抜粋:
びっくりしましたが、特定秘密保護法のテロリズムの定義を誤解していたのはこの二人だけではなく、まだまだ沢山いそうですね。

村井敏邦(1941-)

>青柳瑞穂
ちょうど『青柳瑞穂の生涯─真贋のあわいに』(新潮社、2000年)を読んでいるところなのですが、骨董に関する薀蓄をちりばめたほのぼの物語かと思ったら、祖父を怜悧なメスで解剖して行く孫娘の手術記録みたいなもので、ちょっと恐ろしい作品ですね。


※筆綾丸さんの下記投稿へのレスです。

ホワイト・ゴッド 2015/12/17(木) 11:25:45
小太郎さん
清水弁護士の迷解説を読むと、本当に司法試験に合格した人なのか、信じられないですね。弁護士資格を返上したほうがいいかもしれません。

入力データ:

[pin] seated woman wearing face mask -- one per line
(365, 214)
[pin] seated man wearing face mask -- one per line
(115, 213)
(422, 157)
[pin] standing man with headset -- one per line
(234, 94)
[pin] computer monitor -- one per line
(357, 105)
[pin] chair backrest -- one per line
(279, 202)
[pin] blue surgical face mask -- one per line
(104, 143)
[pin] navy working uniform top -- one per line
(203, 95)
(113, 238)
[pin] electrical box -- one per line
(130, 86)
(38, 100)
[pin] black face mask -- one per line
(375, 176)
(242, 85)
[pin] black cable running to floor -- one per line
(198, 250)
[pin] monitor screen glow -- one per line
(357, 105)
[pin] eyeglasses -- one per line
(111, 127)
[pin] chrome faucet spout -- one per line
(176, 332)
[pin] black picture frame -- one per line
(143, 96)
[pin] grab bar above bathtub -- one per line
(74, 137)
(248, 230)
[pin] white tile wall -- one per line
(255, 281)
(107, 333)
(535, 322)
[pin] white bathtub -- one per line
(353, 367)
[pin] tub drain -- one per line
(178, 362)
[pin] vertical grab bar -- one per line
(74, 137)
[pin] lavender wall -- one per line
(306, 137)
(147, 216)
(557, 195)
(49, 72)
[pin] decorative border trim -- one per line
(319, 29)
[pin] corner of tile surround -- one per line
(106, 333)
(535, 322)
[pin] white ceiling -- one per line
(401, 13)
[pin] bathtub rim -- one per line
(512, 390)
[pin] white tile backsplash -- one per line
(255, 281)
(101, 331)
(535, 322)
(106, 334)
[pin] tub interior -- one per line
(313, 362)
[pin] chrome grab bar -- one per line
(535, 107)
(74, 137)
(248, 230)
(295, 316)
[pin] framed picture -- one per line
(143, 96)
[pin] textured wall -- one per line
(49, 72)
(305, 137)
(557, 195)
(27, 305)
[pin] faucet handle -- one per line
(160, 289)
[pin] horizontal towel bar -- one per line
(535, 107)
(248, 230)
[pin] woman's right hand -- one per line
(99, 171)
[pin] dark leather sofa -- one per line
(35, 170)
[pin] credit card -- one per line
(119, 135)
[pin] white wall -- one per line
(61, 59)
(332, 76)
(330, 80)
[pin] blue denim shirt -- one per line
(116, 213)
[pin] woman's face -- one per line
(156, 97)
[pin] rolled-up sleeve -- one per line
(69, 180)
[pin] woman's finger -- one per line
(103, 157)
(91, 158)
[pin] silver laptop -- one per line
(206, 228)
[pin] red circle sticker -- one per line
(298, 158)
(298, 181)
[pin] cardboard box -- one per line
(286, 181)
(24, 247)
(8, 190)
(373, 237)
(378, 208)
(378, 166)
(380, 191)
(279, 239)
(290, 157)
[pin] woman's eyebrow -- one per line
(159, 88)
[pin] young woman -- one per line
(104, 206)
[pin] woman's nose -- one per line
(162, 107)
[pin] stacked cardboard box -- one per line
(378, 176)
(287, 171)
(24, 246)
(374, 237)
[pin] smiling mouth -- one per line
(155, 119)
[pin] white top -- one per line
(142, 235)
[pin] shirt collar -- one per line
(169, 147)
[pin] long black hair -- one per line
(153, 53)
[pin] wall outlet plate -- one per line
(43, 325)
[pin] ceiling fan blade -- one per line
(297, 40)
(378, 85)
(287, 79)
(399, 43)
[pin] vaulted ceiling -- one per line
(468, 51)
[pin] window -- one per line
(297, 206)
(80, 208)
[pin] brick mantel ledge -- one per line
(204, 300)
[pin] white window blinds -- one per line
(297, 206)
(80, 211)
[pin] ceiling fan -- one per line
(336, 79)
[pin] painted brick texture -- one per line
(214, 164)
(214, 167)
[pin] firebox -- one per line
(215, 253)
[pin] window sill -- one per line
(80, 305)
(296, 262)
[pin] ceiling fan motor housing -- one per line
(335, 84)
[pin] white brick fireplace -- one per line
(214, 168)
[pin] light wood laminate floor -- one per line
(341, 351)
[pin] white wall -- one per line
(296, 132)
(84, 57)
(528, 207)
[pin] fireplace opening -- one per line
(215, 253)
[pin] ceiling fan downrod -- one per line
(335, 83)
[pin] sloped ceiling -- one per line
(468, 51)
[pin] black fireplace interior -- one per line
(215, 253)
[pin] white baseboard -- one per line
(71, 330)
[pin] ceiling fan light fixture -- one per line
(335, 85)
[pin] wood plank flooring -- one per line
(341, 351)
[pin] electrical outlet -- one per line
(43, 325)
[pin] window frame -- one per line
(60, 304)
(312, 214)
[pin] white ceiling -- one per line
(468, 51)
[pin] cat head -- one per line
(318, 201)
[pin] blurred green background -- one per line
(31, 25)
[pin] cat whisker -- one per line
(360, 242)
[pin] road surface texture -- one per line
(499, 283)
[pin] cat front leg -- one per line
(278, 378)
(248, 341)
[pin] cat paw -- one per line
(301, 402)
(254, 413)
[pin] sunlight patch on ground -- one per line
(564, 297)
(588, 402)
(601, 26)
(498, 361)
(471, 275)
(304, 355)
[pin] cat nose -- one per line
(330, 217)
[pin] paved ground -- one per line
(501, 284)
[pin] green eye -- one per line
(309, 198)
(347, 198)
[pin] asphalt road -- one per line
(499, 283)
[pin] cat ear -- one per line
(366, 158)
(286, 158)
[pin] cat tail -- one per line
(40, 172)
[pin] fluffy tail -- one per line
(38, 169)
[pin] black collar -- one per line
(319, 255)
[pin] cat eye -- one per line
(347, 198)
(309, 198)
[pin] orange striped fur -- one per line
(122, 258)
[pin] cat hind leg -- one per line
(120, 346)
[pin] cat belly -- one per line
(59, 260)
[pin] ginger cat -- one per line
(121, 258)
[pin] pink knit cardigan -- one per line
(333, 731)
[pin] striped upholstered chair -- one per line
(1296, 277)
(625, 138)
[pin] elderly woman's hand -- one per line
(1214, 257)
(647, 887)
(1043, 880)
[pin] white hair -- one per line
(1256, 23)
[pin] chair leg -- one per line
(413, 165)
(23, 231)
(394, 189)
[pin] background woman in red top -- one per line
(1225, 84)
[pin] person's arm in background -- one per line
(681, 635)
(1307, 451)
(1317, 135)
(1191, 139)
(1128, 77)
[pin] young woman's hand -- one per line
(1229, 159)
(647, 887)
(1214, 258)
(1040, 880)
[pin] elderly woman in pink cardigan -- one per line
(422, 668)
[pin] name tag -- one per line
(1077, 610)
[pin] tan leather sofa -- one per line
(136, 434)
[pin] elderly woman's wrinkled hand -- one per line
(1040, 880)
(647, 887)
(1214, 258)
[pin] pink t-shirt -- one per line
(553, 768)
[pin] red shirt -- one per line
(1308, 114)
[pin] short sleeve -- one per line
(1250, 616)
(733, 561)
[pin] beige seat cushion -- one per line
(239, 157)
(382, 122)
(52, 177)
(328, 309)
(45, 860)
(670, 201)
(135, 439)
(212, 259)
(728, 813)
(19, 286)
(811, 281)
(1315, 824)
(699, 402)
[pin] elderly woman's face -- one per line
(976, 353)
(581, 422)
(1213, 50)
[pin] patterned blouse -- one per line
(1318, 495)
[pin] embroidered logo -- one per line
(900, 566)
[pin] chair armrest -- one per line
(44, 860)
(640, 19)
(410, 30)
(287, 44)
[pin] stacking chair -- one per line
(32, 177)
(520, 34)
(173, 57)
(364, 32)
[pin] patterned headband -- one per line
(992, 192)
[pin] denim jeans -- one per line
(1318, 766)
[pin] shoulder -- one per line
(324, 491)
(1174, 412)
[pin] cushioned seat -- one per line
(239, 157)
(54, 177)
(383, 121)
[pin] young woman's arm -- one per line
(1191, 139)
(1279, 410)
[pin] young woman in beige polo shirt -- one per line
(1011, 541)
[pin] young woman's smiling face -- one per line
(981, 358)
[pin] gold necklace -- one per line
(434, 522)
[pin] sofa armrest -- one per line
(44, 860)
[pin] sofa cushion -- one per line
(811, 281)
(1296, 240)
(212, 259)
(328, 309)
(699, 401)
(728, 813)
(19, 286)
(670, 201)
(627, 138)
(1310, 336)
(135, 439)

取り組む内容:
• A. 抜粋の「びっくりしましたが、特定秘密」から「たほうがいいかもしれません。」までを、一字も変えずに書き写す。
• B. エントリのうち、「[pin] young woman's hand -- one per line」を含む行から「(1318, 766)」を含む行までを、両端の行も含めてそのまま繰り返す。ほかの行は含めない。

問題の解答:
• A.
びっくりしましたが、特定秘密保護法のテロリズムの定義を誤解していたのはこの二人だけではなく、まだまだ沢山いそうですね。

村井敏邦(1941-)

>青柳瑞穂
ちょうど『青柳瑞穂の生涯─真贋のあわいに』(新潮社、2000年)を読んでいるところなのですが、骨董に関する薀蓄をちりばめたほのぼの物語かと思ったら、祖父を怜悧なメスで解剖して行く孫娘の手術記録みたいなもので、ちょっと恐ろしい作品ですね。


※筆綾丸さんの下記投稿へのレスです。

ホワイト・ゴッド 2015/12/17(木) 11:25:45
小太郎さん
清水弁護士の迷解説を読むと、本当に司法試験に合格した人なのか、信じられないですね。弁護士資格を返上したほうがいいかもしれません。

• B.
[pin] young woman's hand -- one per line
(1229, 159)
(647, 887)
(1214, 258)
(1040, 880)
[pin] elderly woman in pink cardigan -- one per line
(422, 668)
[pin] name tag -- one per line
(1077, 610)
[pin] tan leather sofa -- one per line
(136, 434)
[pin] elderly woman's wrinkled hand -- one per line
(1040, 880)
(647, 887)
(1214, 258)
[pin] pink t-shirt -- one per line
(553, 768)
[pin] red shirt -- one per line
(1308, 114)
[pin] short sleeve -- one per line
(1250, 616)
(733, 561)
[pin] beige seat cushion -- one per line
(239, 157)
(382, 122)
(52, 177)
(328, 309)
(45, 860)
(670, 201)
(135, 439)
(212, 259)
(728, 813)
(19, 286)
(811, 281)
(1315, 824)
(699, 402)
[pin] elderly woman's face -- one per line
(976, 353)
(581, 422)
(1213, 50)
[pin] patterned blouse -- one per line
(1318, 495)
[pin] embroidered logo -- one per line
(900, 566)
[pin] chair armrest -- one per line
(44, 860)
(640, 19)
(410, 30)
(287, 44)
[pin] stacking chair -- one per line
(32, 177)
(520, 34)
(173, 57)
(364, 32)
[pin] patterned headband -- one per line
(992, 192)
[pin] denim jeans -- one per line
(1318, 766)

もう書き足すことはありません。